start MATERIAL FOR THE TASK

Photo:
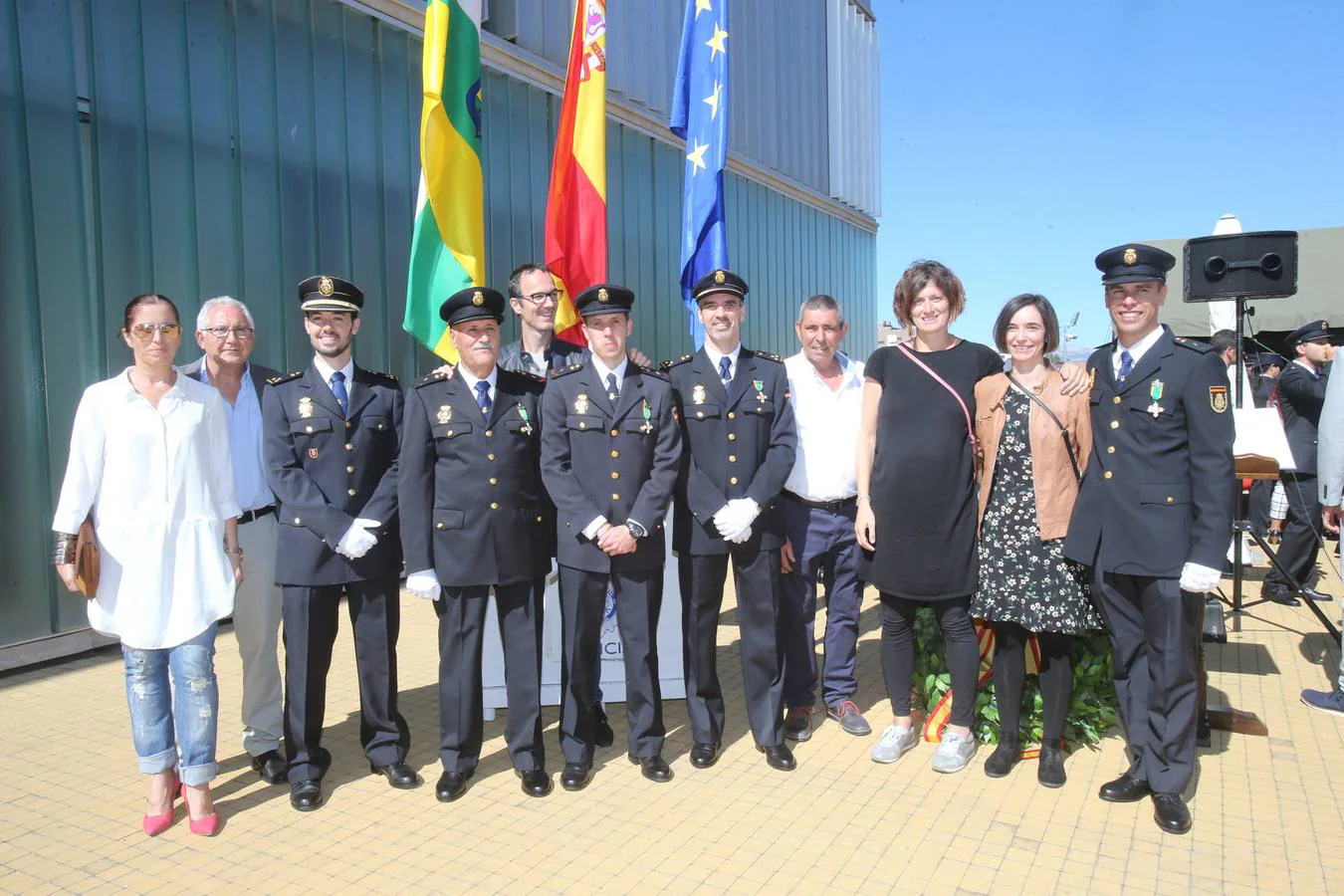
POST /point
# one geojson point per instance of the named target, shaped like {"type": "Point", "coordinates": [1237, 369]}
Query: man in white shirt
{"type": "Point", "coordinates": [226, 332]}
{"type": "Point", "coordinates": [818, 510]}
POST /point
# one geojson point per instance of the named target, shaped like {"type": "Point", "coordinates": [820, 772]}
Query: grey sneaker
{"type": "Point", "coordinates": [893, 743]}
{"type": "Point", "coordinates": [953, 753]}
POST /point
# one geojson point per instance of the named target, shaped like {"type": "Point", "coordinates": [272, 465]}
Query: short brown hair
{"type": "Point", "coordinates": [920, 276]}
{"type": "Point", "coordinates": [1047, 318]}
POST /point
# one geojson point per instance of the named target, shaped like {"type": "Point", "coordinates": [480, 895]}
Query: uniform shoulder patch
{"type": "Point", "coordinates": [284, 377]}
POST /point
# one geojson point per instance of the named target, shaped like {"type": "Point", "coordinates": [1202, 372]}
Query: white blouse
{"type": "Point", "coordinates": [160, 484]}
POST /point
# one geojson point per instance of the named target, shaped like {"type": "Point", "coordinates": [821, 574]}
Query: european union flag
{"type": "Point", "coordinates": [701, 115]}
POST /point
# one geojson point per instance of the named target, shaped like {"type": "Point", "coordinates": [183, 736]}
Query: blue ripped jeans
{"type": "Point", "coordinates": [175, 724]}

end MATERIAL FOR THE TASK

▸ DIRECTIONS
Revise all of the rows above by replacing every "Query" with "Label" and leaving everything else unchanged. Omit the pictures from your answer.

▸ RESPONSE TO THE EXERCISE
Photo:
POST /point
# one geojson point per instance of the named target, shaped like {"type": "Point", "coordinates": [1237, 369]}
Label: man in white shirt
{"type": "Point", "coordinates": [226, 332]}
{"type": "Point", "coordinates": [818, 510]}
POST /point
# one geojson point per instance of the named target, shaped like {"type": "Point", "coordinates": [820, 772]}
Label: grey sneaker
{"type": "Point", "coordinates": [893, 743]}
{"type": "Point", "coordinates": [953, 753]}
POST /point
# one geojson point per instance of the named target, shaped like {"type": "Point", "coordinates": [272, 465]}
Label: short brown hair
{"type": "Point", "coordinates": [920, 276]}
{"type": "Point", "coordinates": [1047, 318]}
POST /point
# one geojson point per instance of the named target, shaped like {"type": "Point", "coordinates": [480, 895]}
Label: uniform shoulder patch
{"type": "Point", "coordinates": [284, 377]}
POST /point
# one geojson point per instance of the named target, shaped like {"type": "Point", "coordinates": [1202, 372]}
Label: white blouse
{"type": "Point", "coordinates": [160, 484]}
POST /point
# one geojson point per instance of the named target, shaped like {"type": "Point", "coordinates": [821, 574]}
Label: european union flag
{"type": "Point", "coordinates": [701, 115]}
POST /point
# one geojson point per instance of the named target, shaped like {"type": "Point", "coordinates": [183, 736]}
Label: blue ripped jeans
{"type": "Point", "coordinates": [175, 724]}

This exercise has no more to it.